START Text provided
Many system owners prefer dipole arrays over fiberglass sticks due to the broken element problem mentioned above, but dipole antennas have their own problems - fortunately they are easily cured. Some manufacturers do not ship lock washers with them, and some do not use stainless steel (i.e. non-rusting) hardware. The result is that the ferrous hardware rusts and the iron oxide becomes a diode... or on windy days the tower vibration works the nuts and bolts loose, and they become a regular maintenance item. When the noise starts to show up someone has to climb the tower and tighten everything - and in consistently windy areas that may be twice to three times a year! The solution is obvious - when you are assembling the antenna the first time, inspect the hardware and if necessare upgrade it before you start the assembly. Add both split lock washers and nylock nuts to every bolt (yes, the nylocks and split washers are redundant, usually only one or the other is needed or used, think of the pair as being both belt and suspenders). And make sure that anything you use out in the weather is either stainless or hot-dip-heavy-galvanized hardware.
Lastly, when Kevin says "Any intermittent metal to metal contact that is inside the transmitter's RF field could also be the source of trouble" he is not kidding. Think outside the normal tower environment - it could be ANYTHING.
1) I heard once about a strange source of duplex noise - it turned out to be the stainless steel needle bearing inside a anemometer head at the repeater site. The noise only happened when the wind blew and the repeater owner had been all over the tower several times looking for the problem. One day he was on the tower and happened to look down at the building and noticed the anemometer / weather vane assembly attached to the building. The mental "light bulb" went on and he called down to one of the ground crew to grab a ladder and climb up and hold the anemometer cups still while the repeater was keyed. No noise! The crew member let go of the cups and let the anemometer spin up to speed: Lots of noise! The cure: the anemometer head was taken down and rebuilt with a home-brew delrin (a very durable derivative of nylon) needle bearing - yes, it will require more frequent replacement, but the duplex noise is gone. The weather vane head bearing was of the same design so it was rebuilt at the same time...
END Text provided
**Instruction 1**
In the text on repeater antenna hardware and duplex noise, what component turned out to be the source of the noise that appeared only when the wind blew?
**Instruction 2**
Pick up the text on repeater antenna hardware and duplex noise where it stops, and keep writing.
START Data provided
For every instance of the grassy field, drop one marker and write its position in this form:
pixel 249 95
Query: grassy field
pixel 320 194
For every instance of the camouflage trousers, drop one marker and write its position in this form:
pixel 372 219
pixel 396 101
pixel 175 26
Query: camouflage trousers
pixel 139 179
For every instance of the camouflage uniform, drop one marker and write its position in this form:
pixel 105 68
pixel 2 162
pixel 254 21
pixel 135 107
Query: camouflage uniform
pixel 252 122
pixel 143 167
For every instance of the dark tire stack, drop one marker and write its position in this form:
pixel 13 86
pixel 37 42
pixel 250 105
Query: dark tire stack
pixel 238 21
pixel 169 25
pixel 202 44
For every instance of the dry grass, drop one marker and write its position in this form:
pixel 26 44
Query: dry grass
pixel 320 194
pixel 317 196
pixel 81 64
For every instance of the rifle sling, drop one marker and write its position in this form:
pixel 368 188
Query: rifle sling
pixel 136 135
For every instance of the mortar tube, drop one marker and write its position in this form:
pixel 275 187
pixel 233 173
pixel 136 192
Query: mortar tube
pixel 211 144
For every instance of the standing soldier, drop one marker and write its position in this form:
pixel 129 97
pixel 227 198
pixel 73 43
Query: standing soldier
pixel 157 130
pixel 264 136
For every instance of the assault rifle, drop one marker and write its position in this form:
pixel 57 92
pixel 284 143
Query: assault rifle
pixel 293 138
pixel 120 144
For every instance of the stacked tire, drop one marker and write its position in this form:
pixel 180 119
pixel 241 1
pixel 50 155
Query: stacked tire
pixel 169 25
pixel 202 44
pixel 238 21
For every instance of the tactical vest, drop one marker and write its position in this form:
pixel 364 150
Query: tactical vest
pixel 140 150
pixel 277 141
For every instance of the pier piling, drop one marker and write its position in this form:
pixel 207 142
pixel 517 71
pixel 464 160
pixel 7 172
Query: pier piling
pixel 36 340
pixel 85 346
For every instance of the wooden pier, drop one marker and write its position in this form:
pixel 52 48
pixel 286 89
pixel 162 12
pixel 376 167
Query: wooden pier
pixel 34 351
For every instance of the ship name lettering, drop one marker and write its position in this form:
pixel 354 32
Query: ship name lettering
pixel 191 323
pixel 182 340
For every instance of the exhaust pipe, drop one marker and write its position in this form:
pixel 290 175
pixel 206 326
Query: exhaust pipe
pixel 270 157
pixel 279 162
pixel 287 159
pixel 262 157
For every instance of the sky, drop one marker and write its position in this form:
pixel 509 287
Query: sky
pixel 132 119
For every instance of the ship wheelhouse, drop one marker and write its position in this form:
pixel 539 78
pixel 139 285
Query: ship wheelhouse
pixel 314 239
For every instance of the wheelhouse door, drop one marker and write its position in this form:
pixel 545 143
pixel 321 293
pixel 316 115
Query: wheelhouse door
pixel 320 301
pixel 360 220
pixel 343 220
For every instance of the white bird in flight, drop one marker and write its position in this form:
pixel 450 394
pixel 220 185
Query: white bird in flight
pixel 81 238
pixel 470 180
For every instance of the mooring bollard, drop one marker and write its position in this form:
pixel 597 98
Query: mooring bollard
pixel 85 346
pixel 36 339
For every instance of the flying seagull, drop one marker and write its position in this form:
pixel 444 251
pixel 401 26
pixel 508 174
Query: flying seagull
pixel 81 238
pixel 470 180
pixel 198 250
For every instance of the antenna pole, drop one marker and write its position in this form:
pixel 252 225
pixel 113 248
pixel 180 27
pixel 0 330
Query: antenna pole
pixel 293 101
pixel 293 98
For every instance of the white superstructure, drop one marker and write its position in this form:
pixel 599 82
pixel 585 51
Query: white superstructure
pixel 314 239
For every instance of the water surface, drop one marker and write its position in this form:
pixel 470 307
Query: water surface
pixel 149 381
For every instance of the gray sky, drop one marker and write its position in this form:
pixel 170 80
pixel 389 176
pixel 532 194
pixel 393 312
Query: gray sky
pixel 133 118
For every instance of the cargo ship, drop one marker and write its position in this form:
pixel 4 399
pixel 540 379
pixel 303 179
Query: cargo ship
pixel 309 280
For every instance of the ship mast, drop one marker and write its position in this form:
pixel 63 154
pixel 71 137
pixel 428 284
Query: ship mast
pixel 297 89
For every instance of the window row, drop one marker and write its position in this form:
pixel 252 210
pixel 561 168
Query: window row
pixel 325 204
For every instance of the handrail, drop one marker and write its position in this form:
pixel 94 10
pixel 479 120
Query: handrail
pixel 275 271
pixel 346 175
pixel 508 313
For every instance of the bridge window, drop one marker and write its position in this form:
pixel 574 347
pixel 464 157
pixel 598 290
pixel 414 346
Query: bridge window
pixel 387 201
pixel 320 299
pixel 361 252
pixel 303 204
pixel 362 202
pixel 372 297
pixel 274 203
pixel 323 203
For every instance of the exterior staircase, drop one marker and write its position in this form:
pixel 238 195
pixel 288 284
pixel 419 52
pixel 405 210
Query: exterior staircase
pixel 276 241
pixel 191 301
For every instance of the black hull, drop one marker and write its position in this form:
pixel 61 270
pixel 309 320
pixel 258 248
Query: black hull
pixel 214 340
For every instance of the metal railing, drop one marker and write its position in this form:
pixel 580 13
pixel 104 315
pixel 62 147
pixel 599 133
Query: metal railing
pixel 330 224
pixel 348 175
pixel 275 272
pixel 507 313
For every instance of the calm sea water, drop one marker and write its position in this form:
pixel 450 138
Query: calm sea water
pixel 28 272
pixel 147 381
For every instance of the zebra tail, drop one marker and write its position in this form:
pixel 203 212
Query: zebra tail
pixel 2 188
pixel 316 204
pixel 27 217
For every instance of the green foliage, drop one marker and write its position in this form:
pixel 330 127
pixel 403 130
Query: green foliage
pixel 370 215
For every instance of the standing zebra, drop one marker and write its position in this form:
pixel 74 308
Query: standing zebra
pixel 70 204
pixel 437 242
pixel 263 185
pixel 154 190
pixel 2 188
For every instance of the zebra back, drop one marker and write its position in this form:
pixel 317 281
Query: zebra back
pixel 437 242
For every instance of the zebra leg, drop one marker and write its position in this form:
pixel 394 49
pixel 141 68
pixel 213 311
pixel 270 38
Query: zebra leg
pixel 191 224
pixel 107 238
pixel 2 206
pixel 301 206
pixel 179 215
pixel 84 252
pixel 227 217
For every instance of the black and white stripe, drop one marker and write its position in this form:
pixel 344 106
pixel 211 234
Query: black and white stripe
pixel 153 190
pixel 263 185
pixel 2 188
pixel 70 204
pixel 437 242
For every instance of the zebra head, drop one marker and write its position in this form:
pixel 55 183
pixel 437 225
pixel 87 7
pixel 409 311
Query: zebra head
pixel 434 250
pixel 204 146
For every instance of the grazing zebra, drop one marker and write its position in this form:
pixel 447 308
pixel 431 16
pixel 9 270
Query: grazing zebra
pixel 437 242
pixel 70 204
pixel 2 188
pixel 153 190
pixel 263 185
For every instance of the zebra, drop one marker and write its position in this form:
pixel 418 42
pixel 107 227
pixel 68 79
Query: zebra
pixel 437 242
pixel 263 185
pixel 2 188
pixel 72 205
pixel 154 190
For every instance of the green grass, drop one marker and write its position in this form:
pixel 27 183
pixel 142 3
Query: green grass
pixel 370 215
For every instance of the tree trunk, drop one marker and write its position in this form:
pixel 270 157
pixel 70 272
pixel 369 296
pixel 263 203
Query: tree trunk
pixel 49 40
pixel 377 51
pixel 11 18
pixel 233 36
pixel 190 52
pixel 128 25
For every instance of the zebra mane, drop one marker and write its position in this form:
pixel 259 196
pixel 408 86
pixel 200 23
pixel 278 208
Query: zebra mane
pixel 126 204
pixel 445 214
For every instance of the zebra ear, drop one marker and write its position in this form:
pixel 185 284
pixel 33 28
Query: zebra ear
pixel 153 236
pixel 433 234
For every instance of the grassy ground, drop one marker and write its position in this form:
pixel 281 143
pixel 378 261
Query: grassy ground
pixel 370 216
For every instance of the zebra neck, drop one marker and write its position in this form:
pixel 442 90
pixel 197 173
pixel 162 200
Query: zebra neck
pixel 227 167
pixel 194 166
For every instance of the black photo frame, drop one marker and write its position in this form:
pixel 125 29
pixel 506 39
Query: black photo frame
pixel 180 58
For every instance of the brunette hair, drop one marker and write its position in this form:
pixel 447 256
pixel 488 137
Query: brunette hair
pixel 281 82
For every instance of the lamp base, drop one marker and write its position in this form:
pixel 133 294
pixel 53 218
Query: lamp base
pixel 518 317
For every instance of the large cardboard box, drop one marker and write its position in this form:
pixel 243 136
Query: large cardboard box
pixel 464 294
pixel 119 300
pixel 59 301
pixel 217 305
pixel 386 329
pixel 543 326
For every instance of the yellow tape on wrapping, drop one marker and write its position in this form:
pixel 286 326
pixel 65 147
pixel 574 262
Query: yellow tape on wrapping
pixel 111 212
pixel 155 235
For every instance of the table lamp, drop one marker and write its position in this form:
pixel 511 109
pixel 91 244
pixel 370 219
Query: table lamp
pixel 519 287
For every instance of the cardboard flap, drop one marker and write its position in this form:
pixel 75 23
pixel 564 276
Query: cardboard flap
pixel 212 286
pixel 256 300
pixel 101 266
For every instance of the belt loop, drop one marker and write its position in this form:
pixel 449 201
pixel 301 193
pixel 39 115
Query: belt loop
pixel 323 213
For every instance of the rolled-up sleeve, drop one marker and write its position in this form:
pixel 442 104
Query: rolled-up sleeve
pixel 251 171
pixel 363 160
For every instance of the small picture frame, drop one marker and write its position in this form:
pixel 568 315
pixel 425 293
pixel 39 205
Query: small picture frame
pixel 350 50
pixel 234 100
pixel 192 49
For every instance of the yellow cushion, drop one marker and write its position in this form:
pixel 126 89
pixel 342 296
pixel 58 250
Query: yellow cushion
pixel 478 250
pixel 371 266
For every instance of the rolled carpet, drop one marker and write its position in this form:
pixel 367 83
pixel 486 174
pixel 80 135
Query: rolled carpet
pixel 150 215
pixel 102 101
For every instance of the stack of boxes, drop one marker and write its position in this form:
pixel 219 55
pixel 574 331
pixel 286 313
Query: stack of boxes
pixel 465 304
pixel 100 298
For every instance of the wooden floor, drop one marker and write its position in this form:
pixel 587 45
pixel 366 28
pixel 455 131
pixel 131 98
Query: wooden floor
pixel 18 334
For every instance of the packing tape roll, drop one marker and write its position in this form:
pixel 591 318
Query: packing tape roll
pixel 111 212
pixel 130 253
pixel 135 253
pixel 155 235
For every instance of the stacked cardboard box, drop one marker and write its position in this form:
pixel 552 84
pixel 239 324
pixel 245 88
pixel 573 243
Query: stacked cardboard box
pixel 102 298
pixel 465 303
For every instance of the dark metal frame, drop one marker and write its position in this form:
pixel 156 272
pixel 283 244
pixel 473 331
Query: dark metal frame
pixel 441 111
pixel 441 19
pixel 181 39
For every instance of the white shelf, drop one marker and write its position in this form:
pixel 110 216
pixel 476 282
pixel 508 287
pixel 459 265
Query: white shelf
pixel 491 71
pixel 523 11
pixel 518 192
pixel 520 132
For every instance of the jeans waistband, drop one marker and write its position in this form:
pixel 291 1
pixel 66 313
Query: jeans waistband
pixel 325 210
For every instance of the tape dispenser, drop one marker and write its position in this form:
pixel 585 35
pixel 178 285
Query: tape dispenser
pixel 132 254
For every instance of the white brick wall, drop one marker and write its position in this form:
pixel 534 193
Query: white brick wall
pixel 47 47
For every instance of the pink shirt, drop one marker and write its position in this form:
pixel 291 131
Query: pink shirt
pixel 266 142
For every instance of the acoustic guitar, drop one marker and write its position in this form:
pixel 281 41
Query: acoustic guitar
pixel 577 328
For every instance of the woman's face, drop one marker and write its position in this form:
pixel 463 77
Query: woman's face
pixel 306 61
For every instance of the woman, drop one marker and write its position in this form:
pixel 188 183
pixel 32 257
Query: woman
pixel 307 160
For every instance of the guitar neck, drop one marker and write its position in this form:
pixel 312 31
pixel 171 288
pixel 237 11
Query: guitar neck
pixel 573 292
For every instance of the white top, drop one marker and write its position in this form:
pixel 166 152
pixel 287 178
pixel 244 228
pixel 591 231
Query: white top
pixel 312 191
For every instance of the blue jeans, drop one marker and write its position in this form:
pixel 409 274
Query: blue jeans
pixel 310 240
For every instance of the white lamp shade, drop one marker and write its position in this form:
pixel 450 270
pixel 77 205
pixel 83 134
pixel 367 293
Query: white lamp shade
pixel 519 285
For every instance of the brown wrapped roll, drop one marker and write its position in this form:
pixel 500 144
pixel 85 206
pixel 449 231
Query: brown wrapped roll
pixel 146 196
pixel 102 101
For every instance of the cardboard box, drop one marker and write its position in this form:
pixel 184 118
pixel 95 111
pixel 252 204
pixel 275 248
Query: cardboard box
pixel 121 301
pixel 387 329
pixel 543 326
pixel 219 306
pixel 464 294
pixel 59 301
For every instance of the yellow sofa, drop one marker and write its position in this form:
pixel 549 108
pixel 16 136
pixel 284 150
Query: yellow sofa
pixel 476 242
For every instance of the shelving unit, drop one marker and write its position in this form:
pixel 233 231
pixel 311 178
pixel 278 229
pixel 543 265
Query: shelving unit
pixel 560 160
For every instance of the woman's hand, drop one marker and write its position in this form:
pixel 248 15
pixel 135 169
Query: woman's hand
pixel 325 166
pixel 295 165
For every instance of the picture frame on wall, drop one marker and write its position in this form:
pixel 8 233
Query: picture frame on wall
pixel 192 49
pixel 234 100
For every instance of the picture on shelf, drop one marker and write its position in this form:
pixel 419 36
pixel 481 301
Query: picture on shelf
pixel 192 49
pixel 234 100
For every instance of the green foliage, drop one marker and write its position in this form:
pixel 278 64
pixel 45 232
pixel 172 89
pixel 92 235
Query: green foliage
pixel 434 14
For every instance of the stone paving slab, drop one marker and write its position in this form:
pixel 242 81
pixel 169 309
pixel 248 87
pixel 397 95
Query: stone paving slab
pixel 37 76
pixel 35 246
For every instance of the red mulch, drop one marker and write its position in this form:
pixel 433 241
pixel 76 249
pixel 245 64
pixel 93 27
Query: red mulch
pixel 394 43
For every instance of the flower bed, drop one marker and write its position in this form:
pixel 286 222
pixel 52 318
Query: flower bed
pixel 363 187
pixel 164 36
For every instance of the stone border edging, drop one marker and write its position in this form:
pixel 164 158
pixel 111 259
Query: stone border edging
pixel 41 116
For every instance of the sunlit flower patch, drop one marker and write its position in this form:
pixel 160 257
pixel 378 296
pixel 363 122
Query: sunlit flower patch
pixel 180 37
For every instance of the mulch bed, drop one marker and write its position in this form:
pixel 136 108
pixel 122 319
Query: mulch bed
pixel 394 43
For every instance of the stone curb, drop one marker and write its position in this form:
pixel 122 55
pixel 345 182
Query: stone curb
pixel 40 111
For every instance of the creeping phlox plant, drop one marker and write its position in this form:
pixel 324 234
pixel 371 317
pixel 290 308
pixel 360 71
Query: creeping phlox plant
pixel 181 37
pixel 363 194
END Data provided
**Reply 1**
The stainless steel needle bearing inside an anemometer head at the repeater site.

**Reply 2**
2) One system used two diplexers to allow one feedline to serve a 2m and a UHF repeater with separate 2m and UHF antennas on the tower (there are very, very few commercial grade dual band antennas, and those that exist have separate feed lines). The back cover was a little bit loose on the top-side diplexer due to a stripped screw hole. That's all it took. And avoid diplexers with pigtails - the coax they use on most the pigtails is bottom-of-the-barrel junk. If you are going to use a diplexer in a repeater system you want to use one that has good coax connectors mounted in the housing, and silver-plated ones at that. And avoid amateur grade diplexers on the tower. Put it inside a weatherproof NEMA housing if you have to.
3) A loose panel on an air conditioning unit housing on the repeater site building roof created some wind-blown intermitten noise. Replacing the missing screws and adding a split washer to each screw made all the difference. Use stainless steel hardware to avoid rust even if you have to buy all new screws and split washers for every panel.
4) Don't even try to duplex an antenna mounted to a push-up mast.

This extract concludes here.